EXERCISE DESCRIPTION:
All entries must be extracted exactly, with nothing added or dropped.

LISTED RECORDS:
--*--

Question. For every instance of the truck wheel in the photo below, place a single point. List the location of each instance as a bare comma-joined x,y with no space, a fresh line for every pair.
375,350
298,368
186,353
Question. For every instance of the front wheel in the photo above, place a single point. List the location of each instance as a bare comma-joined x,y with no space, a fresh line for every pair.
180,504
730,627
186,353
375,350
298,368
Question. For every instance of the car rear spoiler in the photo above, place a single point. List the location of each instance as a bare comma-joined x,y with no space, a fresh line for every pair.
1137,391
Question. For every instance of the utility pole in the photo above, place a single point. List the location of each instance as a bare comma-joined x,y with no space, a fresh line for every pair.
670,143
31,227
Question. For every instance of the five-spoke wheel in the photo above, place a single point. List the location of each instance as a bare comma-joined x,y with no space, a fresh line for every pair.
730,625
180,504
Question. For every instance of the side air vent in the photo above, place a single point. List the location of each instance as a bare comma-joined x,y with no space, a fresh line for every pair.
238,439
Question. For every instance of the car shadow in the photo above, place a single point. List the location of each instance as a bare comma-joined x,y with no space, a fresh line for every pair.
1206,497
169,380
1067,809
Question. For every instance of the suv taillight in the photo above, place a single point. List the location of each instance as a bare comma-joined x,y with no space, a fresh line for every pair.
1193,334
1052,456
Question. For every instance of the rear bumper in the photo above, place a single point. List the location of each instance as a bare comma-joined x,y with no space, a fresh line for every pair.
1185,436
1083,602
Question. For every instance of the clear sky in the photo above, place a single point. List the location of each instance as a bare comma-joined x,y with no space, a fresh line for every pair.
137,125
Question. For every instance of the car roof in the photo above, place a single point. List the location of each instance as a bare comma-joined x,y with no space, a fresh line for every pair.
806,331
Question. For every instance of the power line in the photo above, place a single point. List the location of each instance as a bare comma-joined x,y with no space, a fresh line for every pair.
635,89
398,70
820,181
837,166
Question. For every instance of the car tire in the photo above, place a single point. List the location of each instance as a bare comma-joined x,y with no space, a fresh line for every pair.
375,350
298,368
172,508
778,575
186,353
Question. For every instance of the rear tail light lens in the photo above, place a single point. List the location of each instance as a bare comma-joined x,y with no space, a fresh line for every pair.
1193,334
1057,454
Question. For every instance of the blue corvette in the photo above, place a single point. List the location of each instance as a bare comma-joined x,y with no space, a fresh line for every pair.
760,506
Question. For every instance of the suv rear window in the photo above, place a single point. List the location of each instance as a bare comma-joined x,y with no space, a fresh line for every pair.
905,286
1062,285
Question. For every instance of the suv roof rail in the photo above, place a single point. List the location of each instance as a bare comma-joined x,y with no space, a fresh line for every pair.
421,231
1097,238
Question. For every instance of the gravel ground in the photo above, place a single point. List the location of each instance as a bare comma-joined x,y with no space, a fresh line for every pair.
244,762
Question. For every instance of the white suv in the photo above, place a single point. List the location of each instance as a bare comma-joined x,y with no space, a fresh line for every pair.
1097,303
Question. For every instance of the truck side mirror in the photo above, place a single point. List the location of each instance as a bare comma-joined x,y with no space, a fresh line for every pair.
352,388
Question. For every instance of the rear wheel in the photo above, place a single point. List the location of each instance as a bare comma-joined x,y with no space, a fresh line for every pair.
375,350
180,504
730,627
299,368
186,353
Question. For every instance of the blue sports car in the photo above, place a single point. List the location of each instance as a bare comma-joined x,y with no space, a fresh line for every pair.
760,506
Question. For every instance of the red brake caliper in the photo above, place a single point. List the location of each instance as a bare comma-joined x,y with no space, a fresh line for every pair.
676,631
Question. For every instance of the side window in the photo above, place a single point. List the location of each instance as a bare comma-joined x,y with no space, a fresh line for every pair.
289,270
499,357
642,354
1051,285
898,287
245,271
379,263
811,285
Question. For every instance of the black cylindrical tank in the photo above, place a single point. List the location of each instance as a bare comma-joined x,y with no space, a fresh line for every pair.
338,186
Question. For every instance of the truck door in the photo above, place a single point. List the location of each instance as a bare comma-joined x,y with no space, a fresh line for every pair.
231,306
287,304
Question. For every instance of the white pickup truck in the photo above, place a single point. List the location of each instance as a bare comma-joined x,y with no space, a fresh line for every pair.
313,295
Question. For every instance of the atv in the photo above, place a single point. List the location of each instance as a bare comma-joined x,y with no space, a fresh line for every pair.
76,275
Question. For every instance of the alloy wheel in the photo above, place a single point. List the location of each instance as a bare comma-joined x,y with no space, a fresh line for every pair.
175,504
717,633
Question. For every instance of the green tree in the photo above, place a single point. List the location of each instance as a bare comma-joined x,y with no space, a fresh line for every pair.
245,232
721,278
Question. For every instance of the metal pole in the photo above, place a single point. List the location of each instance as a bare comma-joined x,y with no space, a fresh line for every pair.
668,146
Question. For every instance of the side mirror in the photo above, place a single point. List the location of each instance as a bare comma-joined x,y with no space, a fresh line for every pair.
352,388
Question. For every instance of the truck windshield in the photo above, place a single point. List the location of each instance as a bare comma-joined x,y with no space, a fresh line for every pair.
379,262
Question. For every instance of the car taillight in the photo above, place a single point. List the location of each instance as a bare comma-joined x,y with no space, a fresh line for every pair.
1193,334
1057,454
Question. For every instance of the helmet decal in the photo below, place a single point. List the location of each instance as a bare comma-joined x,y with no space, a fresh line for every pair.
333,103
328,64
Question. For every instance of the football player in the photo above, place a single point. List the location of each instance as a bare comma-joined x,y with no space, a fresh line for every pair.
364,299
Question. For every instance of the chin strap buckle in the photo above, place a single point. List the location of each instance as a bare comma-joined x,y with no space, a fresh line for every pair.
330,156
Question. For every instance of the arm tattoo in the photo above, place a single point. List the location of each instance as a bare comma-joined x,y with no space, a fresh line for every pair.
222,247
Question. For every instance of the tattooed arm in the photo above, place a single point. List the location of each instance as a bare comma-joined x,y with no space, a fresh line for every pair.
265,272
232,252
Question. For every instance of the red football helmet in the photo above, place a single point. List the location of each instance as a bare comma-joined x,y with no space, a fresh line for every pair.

--*--

OUTPUT:
Question. For every instance of the truck wheel in the photo below, place a single point. List the location of each instance as a bare comma-joined x,y with no space, a fresh line for every pair.
375,350
298,368
186,353
Question. For every instance of the front wheel in the photo above, place a single point. List the location of each instance as a bare comma-joined x,y with no space, a fresh line for every pair.
180,504
730,627
186,353
375,350
298,368
Question. For every instance of the car rear spoiler in the photo above, place a single point. List the location of each instance as a bare comma-joined x,y with no space, a fresh line for every pair.
1137,391
Question. For every instance of the utility pole in the photo above, place a single point. List the location of each instance as a bare comma-joined x,y with no space, a fresh line for every pair.
670,143
31,227
Question. For every instance of the five-spoke wheel in the photo above, place a single point. List the location of each instance as a bare comma-joined x,y with no space, a fresh line for every pair.
730,625
180,504
Question. For every instance of the side air vent in the photo above, place a single point. List the location of each instance as a bare comma-joined x,y with no space, a fresh line for every pair.
238,439
Question. For every instance of the car shadow in the photo above, place a single point. List the location of each instance as a bare comma-joined x,y with no space, a fresh line for every pair.
1206,497
169,380
1067,809
Question. For every instance of the suv taillight in the photo above, place a single point. List the location of each instance as a bare comma-joined x,y with no space, a fresh line for every pair.
1193,334
1052,456
Question. For every instance of the rear bumper in the photo above, place a single point. List the location of each instance as a bare comma-joined x,y with no space, a fresh line for every pair.
1185,436
1083,602
Question. For every instance of the clear sky in the photo above, place a single point. List the location of each instance as a bare comma-joined x,y with no space, a fresh line for every pair.
137,125
Question. For every instance of the car roof in the photo above, place a single point. List the location of each instance as a bare comma-joined x,y with no space, a fresh line for every pair.
806,331
Question. For every instance of the power line in the photo above, place a single point. List the location of each instance as a bare comma-joined x,y with no space, a fresh line for every pair.
635,89
398,70
820,181
837,166
Question. For every instance of the car tire in the photo above, place a single point. List the location of each instance as a bare comma-joined x,y with no space, a fresh line for every pair.
375,350
298,368
172,508
778,575
186,353
Question. For every instance of the rear tail light lens in the photo above, place a single point. List the location of each instance as a bare comma-joined x,y with no space, a fresh line for every pair.
1193,334
1057,454
Question. For every instance of the blue corvette in the photo above, place a single point. List the location of each instance as a bare comma-joined x,y with no space, a fresh line for every pair.
760,506
Question. For every instance of the suv rear window in the photo above, place a single point. List the location of each instance as a bare comma-joined x,y with no space, a fresh line for every pair.
905,286
1062,285
Question. For every instance of the suv roof rail in the photo above, place a single point. List the location of each instance as a bare comma-joined x,y with no space, a fresh line for every pair.
421,231
1097,238
Question. For every instance of the gravel ground in the photo above, place a single point. List the location of each instance as a bare comma-joined x,y with no space, a fresh line for every pair.
244,762
Question. For every instance of the white suv in the photo above, place a single point. List the location of each instance as a bare comma-joined x,y with no space, a fresh line for every pair.
1097,303
Question. For every instance of the truck side mirror in the photo above, place a single point. List the location of each instance as a bare comma-joined x,y with no space, a fresh line for every pair.
352,388
Question. For every instance of the rear wheel in the photo above, place a single point. List the location of each instance as a bare comma-joined x,y with no space, a fresh line for every pair.
375,350
180,504
730,627
299,368
186,353
Question. For every instance of the blue sports car in the photo above, place a single point. List the location of each instance as a bare comma-joined x,y with no space, a fresh line for every pair.
760,506
Question. For every instance of the red brake caliper in the photo above, place a single point. List the location of each instance as a bare comma-joined x,y with no space, a fresh line for every pair.
676,631
Question. For every instance of the side window in the photo above, place a single point. List the location of each instance as a bare comma-joined x,y with no space, a fresh line for every pair.
289,270
499,357
642,354
1051,285
898,287
245,271
379,263
811,285
Question. For every instance of the black cylindrical tank in the photo above, place a single point. List the location of each instance as a bare comma-joined x,y with no space, a fresh line for every pair.
338,186
Question. For every instance of the truck door in the photo above, place a single point. List the location of each instance as a bare comma-joined x,y with no space, a fresh line for every pair.
231,306
287,304
Question. For every instance of the white pickup truck in the photo above, place a single point. List the location of each instance as a bare comma-joined x,y with no space, a fresh line for every pair.
313,295
Question. For every instance of the atv in the photo above, place a single point. List the location of each instance as a bare comma-joined x,y with no space, a fresh line for every pair.
76,275
Question. For every instance of the alloy wheel in the photo above, place a single point. List the location of each instance as a bare comma-joined x,y with no space, a fresh line for every pair.
175,504
717,633
Question. For every instance of the green tree in the photo above, place a single point. List the location of each instance as a bare comma-joined x,y with no space, a fresh line for every pair.
245,232
721,278
Question. For every instance of the metal pole in the photo above, place a single point. List the location of each instance as a bare comma-joined x,y with no space, a fresh line for every pair.
668,146
Question. For every instance of the side mirror in the photo above, place a single point. List the location of each instance as a bare comma-joined x,y with no space, a fresh line for every pair.
352,388
Question. For every instance of the truck windshield in the photo above, place a single point. List the location of each instance as a bare comma-joined x,y with no space, a fresh line for every pair.
379,262
Question. For every instance of the car taillight in the photo above, place a single point. List the location of each instance as a bare comma-joined x,y with no space, a fresh line for every pair.
1193,334
1057,454
Question. For every instance of the helmet decal in the photo below, place a single point. List the location of each instance as a bare comma-joined x,y with no space, a fresh line for every pair.
333,103
328,64
Question. For every instance of the football player in the photo above, place a single point. List the location of each instance as a bare comma-joined x,y with no space, a fresh line for every pair.
364,299
Question. For every instance of the chin strap buckle in the photo above, place a single point. List the location of each instance as a bare comma-joined x,y with no space, a fresh line for every pair.
330,156
Question. For every instance of the arm tattoo in the photo above, place a single point. List the location of each instance as a bare comma-joined x,y with no space, a fresh line for every pair.
222,247
Question. For every instance of the tattooed arm in the photo above, place a single point. List the location of each instance as a bare comma-joined x,y with no space, a fresh line for every pair.
265,272
232,252
Question. For every instance of the red football helmet in the photo above, place a single point. List the location of each instance as a bare comma-joined x,y with no space, a fresh line for every pair.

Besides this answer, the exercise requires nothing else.